#### 提供された抜粋:
* * * *
●3.11後に活躍したカメラロボット
今回は2011年3.11の地震・津波災害で、海中ロボット、特に遠隔操縦ロボットがどう活躍したか、われわれはそれをどのように使ってきたかということをお話しして、今後のロボットのあり方をお話ししたいと思います。
ご存じのように、2011年3月11日に津波が起きて、多くのものが海に流されました。われわれは遠隔操縦機であるカメラロボットを使って、海底観測をしました。津波の後に海底が一体どうなっているのかということを、カメラロボットを使って、漁師さんを含めて世の中に見てもらったのです。一体どのようなプロセスで、どのようなことをやってきたかということをご紹介して、遠隔操縦機がどれほど役に立つか、どのように使えるか、問題点は何か、ということをお話ししたいと思います。
●遠隔操縦機カメラロボによる海底観測
これは大槌湾でROV、RTV-100というカメラロボットを運転してる様子です。自動車が落ちています。深さ16メートルで、北が0度を指しており、ここは45度を指しています。だいたい北東を向いているということです。2011年5月1日10時7分23秒の時点の海底を見ています。
次は、5月18日の南三陸町です。水深34メートルの所に岩場があって、ウニがいます。これを見ていただくと分かるように、がれきがあるわけではありません。もちろん津波以前にどうなっていたのかというビデオ記録がないので、比較はできないのですが、現在の海の底がこのようになっているということをお見せしたわけです。これは、私ども東京大学の横断型組織である、海洋アライアンスが主催となって行ったプログラムです。
* * * *
ポイント配置の記録
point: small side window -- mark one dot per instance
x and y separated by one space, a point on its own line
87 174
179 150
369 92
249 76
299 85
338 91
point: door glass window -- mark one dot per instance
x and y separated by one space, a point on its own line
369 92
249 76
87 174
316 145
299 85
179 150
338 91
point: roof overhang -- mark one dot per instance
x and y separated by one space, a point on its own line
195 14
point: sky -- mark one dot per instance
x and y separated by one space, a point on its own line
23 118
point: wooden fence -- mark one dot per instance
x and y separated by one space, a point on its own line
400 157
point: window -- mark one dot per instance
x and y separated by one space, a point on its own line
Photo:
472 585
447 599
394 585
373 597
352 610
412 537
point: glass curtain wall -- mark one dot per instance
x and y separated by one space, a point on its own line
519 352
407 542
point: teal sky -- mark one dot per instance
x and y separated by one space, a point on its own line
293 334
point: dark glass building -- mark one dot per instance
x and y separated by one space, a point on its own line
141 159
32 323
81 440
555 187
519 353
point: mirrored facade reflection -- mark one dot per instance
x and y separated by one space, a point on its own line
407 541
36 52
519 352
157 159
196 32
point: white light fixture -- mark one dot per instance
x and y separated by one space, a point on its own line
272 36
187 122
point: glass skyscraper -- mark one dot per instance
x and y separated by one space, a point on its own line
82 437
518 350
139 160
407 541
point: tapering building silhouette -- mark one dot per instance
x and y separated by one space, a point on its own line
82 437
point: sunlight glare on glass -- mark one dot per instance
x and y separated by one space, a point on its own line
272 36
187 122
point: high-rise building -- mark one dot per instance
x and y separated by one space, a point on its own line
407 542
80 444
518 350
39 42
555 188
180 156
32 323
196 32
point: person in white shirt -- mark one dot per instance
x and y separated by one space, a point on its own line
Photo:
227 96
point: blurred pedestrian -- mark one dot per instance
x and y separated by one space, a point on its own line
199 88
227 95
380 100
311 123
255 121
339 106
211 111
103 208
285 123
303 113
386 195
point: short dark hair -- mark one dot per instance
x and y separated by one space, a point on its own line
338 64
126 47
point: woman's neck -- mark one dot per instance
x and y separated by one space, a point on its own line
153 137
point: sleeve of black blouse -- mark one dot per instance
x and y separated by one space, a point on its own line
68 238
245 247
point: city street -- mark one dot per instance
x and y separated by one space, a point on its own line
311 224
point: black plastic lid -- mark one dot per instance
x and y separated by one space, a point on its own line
* * * *
#### 課題の要件:
海中カメラロボットに関する抜粋から、「次は、5月18日の南三陸町で」から「なって行ったプログラムです。」までの範囲を、両端を含めて一字一句変えずに書き写すこと。

#### 完成した回答:
次は、5月18日の南三陸町です。水深34メートルの所に岩場があって、ウニがいます。これを見ていただくと分かるように、がれきがあるわけではありません。もちろん津波以前にどうなっていたのかというビデオ記録がないので、比較はできないのですが、現在の海の底がこのようになっているということをお見せしたわけです。これは、私ども東京大学の横断型組織である、海洋アライアンスが主催となって行ったプログラムです。